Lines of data

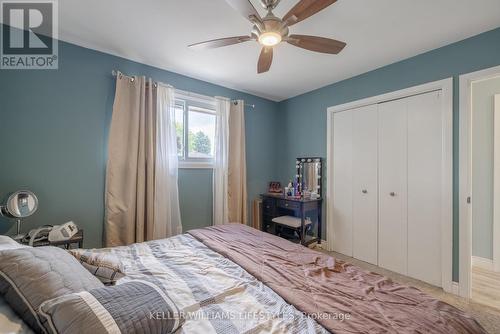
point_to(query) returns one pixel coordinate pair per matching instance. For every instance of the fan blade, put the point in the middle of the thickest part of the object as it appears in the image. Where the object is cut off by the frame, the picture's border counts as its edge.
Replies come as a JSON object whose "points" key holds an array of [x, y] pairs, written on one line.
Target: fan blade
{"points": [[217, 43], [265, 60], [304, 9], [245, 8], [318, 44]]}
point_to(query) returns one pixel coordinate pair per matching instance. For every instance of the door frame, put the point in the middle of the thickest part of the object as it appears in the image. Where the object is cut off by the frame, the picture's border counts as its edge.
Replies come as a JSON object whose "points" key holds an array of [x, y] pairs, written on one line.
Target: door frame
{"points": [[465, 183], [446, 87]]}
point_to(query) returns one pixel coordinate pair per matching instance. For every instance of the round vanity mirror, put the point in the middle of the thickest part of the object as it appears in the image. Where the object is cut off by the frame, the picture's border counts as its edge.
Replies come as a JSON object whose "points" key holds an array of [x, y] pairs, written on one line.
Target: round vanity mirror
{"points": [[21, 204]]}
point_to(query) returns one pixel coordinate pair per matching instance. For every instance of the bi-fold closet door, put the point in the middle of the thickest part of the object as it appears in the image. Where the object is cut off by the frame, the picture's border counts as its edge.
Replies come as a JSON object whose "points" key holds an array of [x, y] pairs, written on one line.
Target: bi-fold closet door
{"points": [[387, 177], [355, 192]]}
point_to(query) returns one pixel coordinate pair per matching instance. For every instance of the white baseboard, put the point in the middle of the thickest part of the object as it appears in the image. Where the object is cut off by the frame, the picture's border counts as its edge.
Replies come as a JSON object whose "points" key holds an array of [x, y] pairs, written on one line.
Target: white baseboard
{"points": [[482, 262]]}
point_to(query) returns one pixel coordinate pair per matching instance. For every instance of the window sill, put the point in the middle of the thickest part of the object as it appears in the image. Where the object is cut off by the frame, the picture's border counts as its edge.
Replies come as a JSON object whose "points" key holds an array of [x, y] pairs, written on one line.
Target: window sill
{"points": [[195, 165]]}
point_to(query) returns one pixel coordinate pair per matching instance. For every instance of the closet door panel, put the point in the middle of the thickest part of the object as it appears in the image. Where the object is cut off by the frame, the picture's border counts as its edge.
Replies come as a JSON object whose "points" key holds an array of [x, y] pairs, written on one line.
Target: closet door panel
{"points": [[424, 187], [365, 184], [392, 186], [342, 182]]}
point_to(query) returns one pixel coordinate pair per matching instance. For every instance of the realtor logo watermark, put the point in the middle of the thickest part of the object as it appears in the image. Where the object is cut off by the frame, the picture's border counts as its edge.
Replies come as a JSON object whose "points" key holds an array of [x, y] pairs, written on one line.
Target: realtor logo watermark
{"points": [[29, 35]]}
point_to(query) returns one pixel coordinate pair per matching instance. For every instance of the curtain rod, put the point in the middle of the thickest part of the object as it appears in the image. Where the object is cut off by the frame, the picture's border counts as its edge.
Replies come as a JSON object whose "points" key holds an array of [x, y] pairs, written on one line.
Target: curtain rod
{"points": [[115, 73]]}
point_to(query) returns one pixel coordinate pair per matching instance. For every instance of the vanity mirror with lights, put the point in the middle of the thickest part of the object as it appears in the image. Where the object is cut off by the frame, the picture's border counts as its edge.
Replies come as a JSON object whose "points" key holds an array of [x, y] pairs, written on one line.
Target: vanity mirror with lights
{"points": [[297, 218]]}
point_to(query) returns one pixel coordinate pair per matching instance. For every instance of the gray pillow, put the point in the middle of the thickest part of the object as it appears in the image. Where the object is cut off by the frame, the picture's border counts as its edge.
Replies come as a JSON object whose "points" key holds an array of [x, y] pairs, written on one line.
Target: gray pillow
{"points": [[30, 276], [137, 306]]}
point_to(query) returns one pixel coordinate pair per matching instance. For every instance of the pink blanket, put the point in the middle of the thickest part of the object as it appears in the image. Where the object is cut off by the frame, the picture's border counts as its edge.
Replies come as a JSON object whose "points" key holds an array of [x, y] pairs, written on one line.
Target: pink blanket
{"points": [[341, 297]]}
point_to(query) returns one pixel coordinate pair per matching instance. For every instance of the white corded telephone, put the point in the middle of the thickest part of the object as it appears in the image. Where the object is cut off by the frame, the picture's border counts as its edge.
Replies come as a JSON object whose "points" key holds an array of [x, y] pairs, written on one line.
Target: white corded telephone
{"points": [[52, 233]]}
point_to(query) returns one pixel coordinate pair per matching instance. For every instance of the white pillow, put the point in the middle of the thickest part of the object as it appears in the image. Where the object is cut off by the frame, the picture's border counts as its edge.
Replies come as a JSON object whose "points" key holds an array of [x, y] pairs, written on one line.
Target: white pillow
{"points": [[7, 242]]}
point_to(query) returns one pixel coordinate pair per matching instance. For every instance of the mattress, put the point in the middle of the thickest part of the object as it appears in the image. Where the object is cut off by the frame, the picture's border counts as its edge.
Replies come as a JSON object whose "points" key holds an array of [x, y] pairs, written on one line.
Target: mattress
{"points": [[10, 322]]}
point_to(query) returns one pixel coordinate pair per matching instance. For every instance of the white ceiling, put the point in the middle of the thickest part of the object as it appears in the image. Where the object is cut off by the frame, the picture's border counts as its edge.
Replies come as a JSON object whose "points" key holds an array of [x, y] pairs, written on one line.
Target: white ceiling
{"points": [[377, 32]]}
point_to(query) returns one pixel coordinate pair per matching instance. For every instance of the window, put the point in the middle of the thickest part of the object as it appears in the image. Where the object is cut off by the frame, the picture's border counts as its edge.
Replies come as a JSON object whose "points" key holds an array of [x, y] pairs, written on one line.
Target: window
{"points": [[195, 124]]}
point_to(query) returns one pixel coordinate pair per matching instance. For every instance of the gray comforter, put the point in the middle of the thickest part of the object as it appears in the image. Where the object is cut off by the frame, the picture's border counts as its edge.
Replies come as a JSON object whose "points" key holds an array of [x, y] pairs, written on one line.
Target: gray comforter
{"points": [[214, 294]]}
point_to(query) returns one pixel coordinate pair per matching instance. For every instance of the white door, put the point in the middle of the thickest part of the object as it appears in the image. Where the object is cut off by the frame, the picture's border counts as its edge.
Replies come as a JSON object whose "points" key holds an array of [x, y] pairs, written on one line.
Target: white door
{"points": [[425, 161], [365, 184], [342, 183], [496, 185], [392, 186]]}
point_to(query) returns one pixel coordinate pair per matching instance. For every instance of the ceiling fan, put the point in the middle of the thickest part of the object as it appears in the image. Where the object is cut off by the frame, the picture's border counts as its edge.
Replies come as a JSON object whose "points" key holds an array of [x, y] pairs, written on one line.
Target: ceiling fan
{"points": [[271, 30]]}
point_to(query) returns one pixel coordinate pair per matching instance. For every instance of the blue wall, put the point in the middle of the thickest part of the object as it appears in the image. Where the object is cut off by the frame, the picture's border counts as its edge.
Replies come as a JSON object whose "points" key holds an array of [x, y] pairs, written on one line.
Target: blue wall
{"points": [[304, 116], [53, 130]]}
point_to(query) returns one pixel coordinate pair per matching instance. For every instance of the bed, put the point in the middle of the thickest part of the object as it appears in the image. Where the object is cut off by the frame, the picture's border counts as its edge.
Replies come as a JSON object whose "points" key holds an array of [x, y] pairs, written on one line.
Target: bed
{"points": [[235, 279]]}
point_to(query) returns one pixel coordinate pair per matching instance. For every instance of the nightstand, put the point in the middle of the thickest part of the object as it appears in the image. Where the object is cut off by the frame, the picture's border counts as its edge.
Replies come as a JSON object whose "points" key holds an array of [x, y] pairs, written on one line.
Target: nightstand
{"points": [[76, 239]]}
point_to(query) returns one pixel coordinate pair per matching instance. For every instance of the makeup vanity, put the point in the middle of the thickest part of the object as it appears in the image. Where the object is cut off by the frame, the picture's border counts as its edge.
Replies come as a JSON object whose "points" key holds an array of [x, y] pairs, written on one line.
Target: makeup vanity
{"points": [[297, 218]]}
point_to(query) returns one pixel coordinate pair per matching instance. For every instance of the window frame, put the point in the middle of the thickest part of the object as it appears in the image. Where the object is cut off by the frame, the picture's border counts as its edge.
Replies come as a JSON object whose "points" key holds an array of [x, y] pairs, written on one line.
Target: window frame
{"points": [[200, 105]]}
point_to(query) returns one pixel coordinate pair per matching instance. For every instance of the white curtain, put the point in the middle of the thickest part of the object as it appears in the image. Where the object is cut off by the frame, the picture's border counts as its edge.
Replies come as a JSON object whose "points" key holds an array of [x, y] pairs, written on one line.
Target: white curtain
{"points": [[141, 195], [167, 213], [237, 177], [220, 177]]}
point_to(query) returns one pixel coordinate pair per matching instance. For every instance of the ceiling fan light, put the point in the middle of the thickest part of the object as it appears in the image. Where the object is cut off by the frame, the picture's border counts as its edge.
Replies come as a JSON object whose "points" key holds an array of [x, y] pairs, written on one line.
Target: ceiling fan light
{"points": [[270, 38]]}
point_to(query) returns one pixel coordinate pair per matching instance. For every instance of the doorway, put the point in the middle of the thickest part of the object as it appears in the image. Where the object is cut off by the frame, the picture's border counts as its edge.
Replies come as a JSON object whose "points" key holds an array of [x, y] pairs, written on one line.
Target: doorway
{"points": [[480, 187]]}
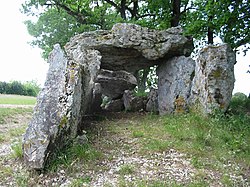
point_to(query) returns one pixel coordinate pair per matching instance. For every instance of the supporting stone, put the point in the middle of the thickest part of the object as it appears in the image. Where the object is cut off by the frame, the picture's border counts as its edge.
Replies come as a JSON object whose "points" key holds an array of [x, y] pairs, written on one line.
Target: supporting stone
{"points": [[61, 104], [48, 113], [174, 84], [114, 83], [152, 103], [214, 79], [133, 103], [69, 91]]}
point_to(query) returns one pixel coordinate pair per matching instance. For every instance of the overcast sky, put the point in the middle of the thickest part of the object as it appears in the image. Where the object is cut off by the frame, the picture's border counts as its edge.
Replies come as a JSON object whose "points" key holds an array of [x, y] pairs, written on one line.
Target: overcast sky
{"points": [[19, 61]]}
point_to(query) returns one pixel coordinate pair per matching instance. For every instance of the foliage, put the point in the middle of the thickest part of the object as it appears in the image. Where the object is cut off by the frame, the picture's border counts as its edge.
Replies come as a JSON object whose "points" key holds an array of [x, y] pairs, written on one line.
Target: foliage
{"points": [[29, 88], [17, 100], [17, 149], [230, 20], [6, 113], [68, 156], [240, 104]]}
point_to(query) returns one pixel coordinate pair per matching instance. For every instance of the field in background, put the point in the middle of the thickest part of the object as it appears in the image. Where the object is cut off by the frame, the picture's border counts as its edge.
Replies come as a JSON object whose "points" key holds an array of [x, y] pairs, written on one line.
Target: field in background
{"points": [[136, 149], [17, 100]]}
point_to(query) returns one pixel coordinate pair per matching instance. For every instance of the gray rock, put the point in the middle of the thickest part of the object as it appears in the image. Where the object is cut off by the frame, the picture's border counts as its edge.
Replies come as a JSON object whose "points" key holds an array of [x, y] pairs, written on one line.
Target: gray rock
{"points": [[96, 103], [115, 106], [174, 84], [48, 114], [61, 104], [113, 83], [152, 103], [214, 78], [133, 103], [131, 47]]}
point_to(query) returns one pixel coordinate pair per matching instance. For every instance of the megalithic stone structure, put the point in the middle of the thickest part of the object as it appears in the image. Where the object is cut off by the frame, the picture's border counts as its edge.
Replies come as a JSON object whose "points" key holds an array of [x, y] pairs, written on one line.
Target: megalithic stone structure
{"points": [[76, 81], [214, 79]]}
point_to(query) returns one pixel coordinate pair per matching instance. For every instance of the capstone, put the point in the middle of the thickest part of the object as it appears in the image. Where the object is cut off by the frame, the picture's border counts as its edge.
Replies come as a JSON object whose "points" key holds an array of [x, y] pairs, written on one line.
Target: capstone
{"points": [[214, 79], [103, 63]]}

▸ **EXERCISE PROMPT**: Starting at the line that contains "gray rock, put", copy each line exactly through the end of the listing above. Include that first line and the last one, and add nothing.

▸ **OUTPUT**:
point_to(query) returns one pixel coordinate pair per matching instance. For every instance of the gray rock, put the point in the middle of the thickest part of the object as it appears in the image. Where the object is cut off by the frame, the picture's border counts as its edge.
Replies come as a JSON object whose "points" key holds an array of [x, y] pairs, written on one line.
Target: gray rock
{"points": [[96, 103], [115, 106], [174, 84], [48, 114], [61, 104], [113, 83], [152, 103], [214, 78], [133, 103], [131, 47]]}
point_to(query) returns one pixel coordinate pair per matching instance. For every instance of the megalithic stone structure, put the point in the middle of the thickest part of the object as it appears in the image. Where the object is cut off by the frame, the picture's border counts as its edge.
Replies come as a JSON object whose "points" key holds an array of [x, y] pairs, written on one line.
Target: megalithic stone structure
{"points": [[76, 81], [214, 79]]}
point_to(query) returns one pixel coordinate pair per matching instance. For every instance of the capstone, put the point in the middle of the thickest part of the object as it appears in the image. Where the object is cut off by the frame, the picture's border counts as its edge.
Replies come as a JSON object whose "points" key holds an array of [x, y] pairs, written on one line.
Target: capstone
{"points": [[214, 79], [103, 63]]}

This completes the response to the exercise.